PROVIDED DATA:
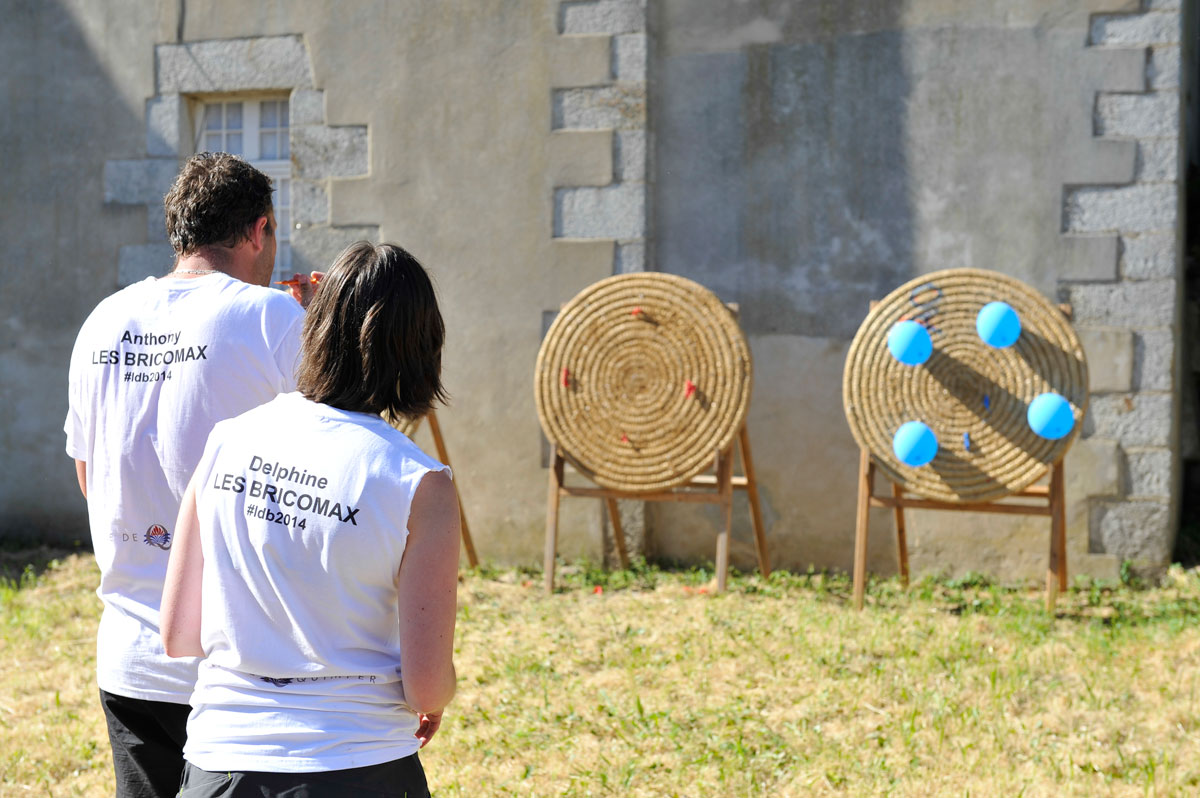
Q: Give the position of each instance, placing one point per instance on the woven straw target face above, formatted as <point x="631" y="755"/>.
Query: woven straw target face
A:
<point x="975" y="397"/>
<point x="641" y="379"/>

==

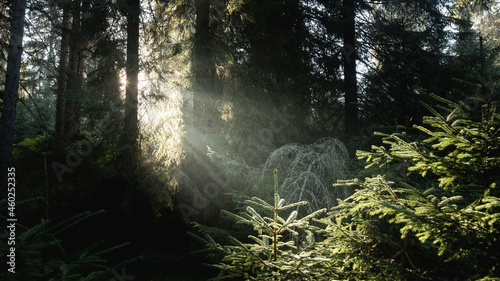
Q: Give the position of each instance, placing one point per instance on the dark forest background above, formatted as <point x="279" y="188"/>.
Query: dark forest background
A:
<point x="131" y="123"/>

* * *

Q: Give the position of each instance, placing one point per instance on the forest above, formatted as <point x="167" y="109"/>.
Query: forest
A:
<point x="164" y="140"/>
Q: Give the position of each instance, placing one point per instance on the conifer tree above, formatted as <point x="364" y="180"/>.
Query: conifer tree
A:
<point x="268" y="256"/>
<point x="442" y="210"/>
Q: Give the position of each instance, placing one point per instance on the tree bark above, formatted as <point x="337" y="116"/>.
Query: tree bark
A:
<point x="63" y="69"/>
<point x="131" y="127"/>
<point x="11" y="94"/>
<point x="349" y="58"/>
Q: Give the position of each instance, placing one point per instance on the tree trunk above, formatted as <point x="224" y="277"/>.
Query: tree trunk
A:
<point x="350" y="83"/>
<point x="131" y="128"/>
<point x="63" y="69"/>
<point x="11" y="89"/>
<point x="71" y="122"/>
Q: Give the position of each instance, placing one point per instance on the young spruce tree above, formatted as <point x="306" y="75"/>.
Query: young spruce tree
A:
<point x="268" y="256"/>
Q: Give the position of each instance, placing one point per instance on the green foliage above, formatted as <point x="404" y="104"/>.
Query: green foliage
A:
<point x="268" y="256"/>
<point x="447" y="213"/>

PROBLEM DESCRIPTION: From the entries, work out how many lines include the word "bark", answering with the number only.

OUTPUT FOR THIS EXERCISE: 2